## WHAT THE TASK REQUIRES
Produce a faithful copy of every record below, without the pictures.

------ DATA FOR THE TASK ------

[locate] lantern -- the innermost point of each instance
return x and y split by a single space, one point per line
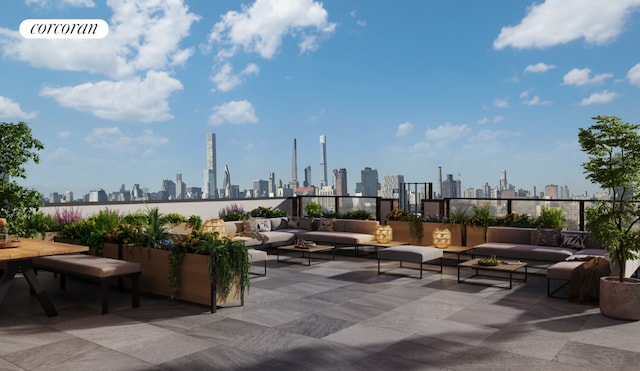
214 225
384 234
441 238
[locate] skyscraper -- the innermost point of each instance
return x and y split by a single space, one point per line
180 186
340 182
226 182
323 160
369 185
210 176
294 166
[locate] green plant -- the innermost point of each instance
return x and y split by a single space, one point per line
613 150
313 209
173 218
551 217
195 222
518 220
228 261
17 147
482 217
156 231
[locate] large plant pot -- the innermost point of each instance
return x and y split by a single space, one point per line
620 300
475 235
195 283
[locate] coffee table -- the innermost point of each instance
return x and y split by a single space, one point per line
502 267
308 251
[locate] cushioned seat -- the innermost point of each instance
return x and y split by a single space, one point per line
256 256
410 253
93 267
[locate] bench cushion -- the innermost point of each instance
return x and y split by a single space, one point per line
410 253
87 265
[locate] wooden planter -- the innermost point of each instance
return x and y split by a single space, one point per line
402 232
195 282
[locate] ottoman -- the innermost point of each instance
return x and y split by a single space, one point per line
412 254
258 256
561 271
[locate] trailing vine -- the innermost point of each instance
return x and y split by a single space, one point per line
175 268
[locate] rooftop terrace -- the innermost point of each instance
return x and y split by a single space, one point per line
337 315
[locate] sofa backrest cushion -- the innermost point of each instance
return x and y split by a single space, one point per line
510 235
546 237
360 226
278 223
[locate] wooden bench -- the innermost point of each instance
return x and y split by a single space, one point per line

------

## RESPONSE TO THIS TASK
[locate] lantern -- the innermost point of each instance
return x and y split by a single space, one point per line
214 225
384 234
441 238
[locate] skyscraper -- the innermost point of each instance
return x and y split by a single space, one point per line
180 186
340 182
226 182
323 160
369 185
210 176
294 166
[locate] green plant -- the innermost point of each instance
return x and y split by a single space, one point per line
613 150
313 209
173 218
551 217
195 222
518 220
228 261
17 147
482 217
156 231
[locate] large plant pot -- the innermost point of each instance
return x and y split by a single space, one point per line
620 300
475 235
195 283
[locate] coffee table -- the innermost point of each instance
return x and y split by a single space, one point per line
502 267
308 251
[locate] cushioned seat -- the innermost point of each instance
return x and y split by a single space, one point per line
256 256
410 253
93 267
[locate] bench cushion -- the innermost point of each instance
return x and y split by a single space, one point per line
410 253
87 265
[locate] wooden planter -- the innermost point of each instance
return x and y split by a single space, one point per line
402 232
195 282
[locate] ottoman -- the innermost point of each instance
return x and y split by a single space, one point per line
412 254
258 256
561 271
[locate] trailing vine -- the innermost point of each instance
return x and y split by a single space, one point per line
175 268
[locate] rooftop terrace -- the innermost point of each instance
return x and y split by a single space, one point per line
337 315
[locate] sofa backrest cushion -- the innermost point of each instance
return x and y split by a single space, one point per line
510 235
546 237
360 226
278 223
[locate] wooden bench -- the innermost point of each instance
return x and y split by a single space, one point per line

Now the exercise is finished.